- [DATA TO EXAMINE]:
[Start of section]
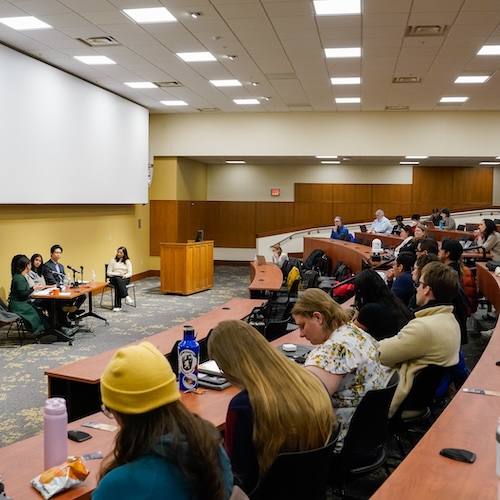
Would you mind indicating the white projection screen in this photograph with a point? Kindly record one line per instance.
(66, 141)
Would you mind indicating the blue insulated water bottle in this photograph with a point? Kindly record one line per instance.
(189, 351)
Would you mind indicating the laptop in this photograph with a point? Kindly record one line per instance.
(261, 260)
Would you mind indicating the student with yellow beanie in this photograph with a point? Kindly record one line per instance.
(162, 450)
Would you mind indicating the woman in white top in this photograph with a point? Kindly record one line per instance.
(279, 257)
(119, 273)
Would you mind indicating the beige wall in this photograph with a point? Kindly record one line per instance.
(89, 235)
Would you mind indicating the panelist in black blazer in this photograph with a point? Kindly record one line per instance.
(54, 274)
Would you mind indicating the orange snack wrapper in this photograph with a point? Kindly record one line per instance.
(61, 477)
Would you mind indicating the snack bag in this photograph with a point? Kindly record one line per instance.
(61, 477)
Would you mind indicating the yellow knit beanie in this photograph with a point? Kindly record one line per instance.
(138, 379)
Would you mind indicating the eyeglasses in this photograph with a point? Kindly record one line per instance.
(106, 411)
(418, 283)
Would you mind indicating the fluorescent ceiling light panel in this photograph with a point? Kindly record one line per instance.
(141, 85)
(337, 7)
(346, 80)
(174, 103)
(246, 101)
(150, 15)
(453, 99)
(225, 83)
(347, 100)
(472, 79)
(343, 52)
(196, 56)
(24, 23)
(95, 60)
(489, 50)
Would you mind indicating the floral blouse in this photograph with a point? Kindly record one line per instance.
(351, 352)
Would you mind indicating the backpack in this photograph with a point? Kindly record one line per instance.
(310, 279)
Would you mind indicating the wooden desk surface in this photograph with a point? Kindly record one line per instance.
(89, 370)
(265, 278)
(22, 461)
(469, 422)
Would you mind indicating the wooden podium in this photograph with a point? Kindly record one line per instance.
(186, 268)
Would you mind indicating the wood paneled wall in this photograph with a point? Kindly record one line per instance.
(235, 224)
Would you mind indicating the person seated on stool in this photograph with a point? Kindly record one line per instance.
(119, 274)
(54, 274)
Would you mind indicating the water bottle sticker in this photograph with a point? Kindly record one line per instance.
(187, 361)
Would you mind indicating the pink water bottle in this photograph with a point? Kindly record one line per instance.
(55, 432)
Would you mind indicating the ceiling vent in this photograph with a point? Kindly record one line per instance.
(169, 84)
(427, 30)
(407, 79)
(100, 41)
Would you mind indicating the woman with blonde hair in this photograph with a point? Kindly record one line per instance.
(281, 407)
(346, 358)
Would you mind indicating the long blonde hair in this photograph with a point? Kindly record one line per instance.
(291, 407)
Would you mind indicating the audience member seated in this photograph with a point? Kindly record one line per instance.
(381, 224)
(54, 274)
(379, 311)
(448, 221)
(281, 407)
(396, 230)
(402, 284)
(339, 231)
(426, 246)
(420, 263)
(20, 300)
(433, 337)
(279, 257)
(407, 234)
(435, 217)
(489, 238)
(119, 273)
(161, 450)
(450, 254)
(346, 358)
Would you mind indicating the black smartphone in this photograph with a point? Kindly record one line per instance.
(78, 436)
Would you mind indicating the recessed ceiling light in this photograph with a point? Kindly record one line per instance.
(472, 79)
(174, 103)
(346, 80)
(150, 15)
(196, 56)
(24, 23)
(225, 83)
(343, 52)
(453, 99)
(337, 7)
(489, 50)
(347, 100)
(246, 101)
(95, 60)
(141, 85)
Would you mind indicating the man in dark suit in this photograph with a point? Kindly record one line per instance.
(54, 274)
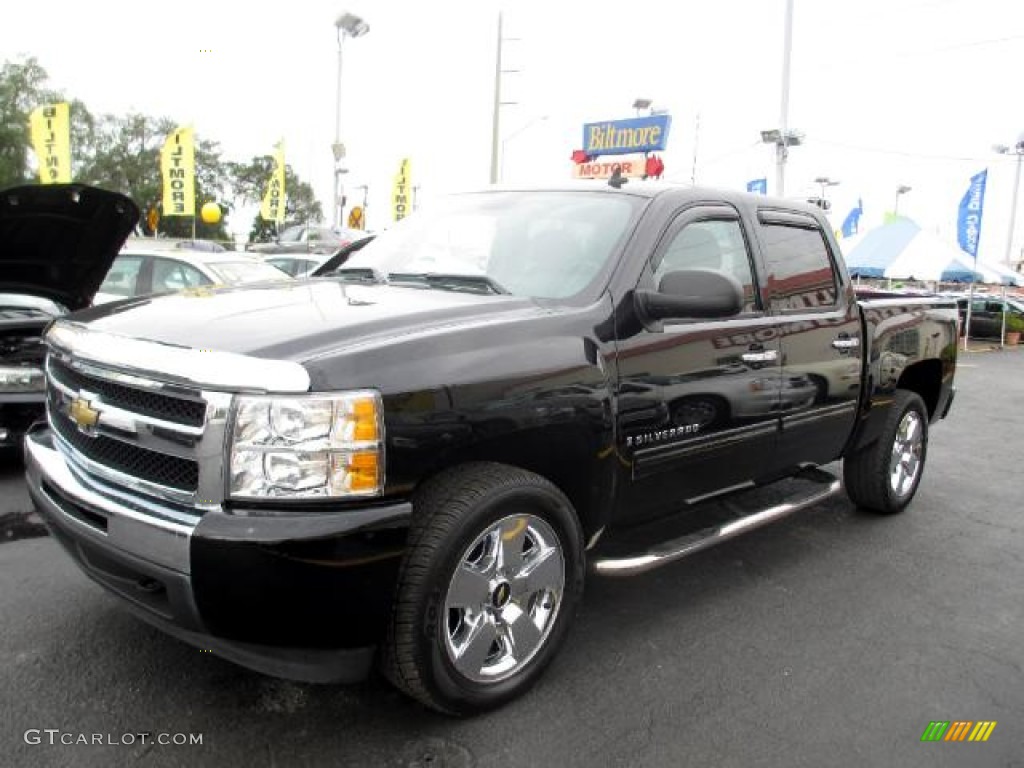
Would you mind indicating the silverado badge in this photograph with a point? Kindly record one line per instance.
[End of section]
- [DIRECTIONS]: Your copy of the data should match it exactly, apart from the images, which are omitted.

- [ANSWER SECTION]:
Would you mind indicating the white projection screen in this photograph with a point? Kindly record one line per instance.
(66, 141)
Would you mind indicating the blue insulated water bottle in this photograph with a point? Kindly record one line per instance.
(189, 351)
Would you mind indicating the laptop in this photograph with a point? Kindly record one line per instance.
(261, 260)
Would you mind indicating the student with yellow beanie in this photograph with a point? Kindly record one line per instance.
(162, 450)
Would you mind indicating the woman in white top in this photograph with a point? Kindly record one line per instance.
(279, 257)
(119, 273)
Would you mind indicating the beige wall in this photograph with a point? Kindly record one line per instance.
(89, 235)
Would you mind indicating the panelist in black blazer in this photograph with a point? Kindly record one line per instance.
(54, 274)
Would you mind indicating the orange snack wrapper in this photograph with a point? Kindly record one line per instance.
(61, 477)
Would you mind indicating the snack bag in this photograph with a point? Kindly record one line per instance.
(61, 477)
Would you mind indicating the yellow knit beanie in this photograph with a point? Kindly record one line per instance.
(138, 379)
Would you mind indicating the eyeglasses in this photograph with a point? Kindly record one line per instance.
(106, 411)
(418, 283)
Would you mind indicating the fluorescent ceiling light panel in this photograph with a point? Kindly record one line per instance.
(141, 85)
(337, 7)
(346, 80)
(174, 103)
(246, 101)
(150, 15)
(453, 99)
(225, 83)
(347, 100)
(472, 79)
(343, 52)
(196, 56)
(24, 23)
(95, 60)
(489, 50)
Would you mind indicating the floral blouse in this photograph with a point? Kindly record one line per instance.
(351, 352)
Would you mind indicating the backpack in this photograph with a point? Kindly record one line per instance.
(310, 279)
Would you mind indicating the wooden desk surface in this photograph with a point? Kindly record one line per instance.
(89, 370)
(265, 278)
(22, 461)
(469, 422)
Would you mind indicating the wooden podium in this photograph with a point? Kindly record one line per instance.
(186, 268)
Would you mind indicating the wood paneled wall in this photograph with a point? Kindly record one line per instance.
(235, 224)
Would you mind indicating the person seated on stool in this photograph with a point? Kindly record one line per instance.
(119, 274)
(54, 274)
Would you mind indicating the water bottle sticker in this photograph with a point? Kindly record one line per instance.
(187, 361)
Would you mind indicating the pink water bottle in this photograph with a point? Kindly record one line per instance.
(55, 432)
Would you mind indicating the ceiling vent in this photograph with a point? Kindly record one line per instance.
(169, 84)
(427, 30)
(407, 79)
(100, 41)
Would you mind indicating the woman with blonde hair in this photograph with a point? Kindly record one line per instance.
(281, 407)
(346, 358)
Would you mind indicating the long blonde hair in this photograph with a point? Kindly record one line per instance.
(291, 407)
Would you mind indicating the audience member seated in this photograph with a point? Kindly record one line per instance.
(381, 224)
(54, 274)
(379, 311)
(448, 221)
(281, 407)
(396, 230)
(402, 284)
(339, 231)
(426, 246)
(420, 263)
(20, 300)
(433, 337)
(279, 257)
(407, 234)
(435, 217)
(489, 238)
(119, 273)
(161, 450)
(450, 254)
(346, 358)
Would you mind indicating the black smartphone in this photograph with a point? Kindly record one line per instance.
(78, 436)
Would you mind indicating the recessed ceiling light in this photograph with a point? Kindly record one line per instance.
(472, 79)
(174, 103)
(346, 80)
(150, 15)
(196, 56)
(24, 23)
(225, 83)
(343, 52)
(453, 99)
(337, 7)
(489, 50)
(347, 100)
(246, 101)
(95, 60)
(141, 85)
Would you mind indicating the man in dark suit in this photograph with a point? Kindly record one line per instance.
(54, 274)
Would you mind indicating the silverado badge in this photograph with a point? Kindly record one line per instance.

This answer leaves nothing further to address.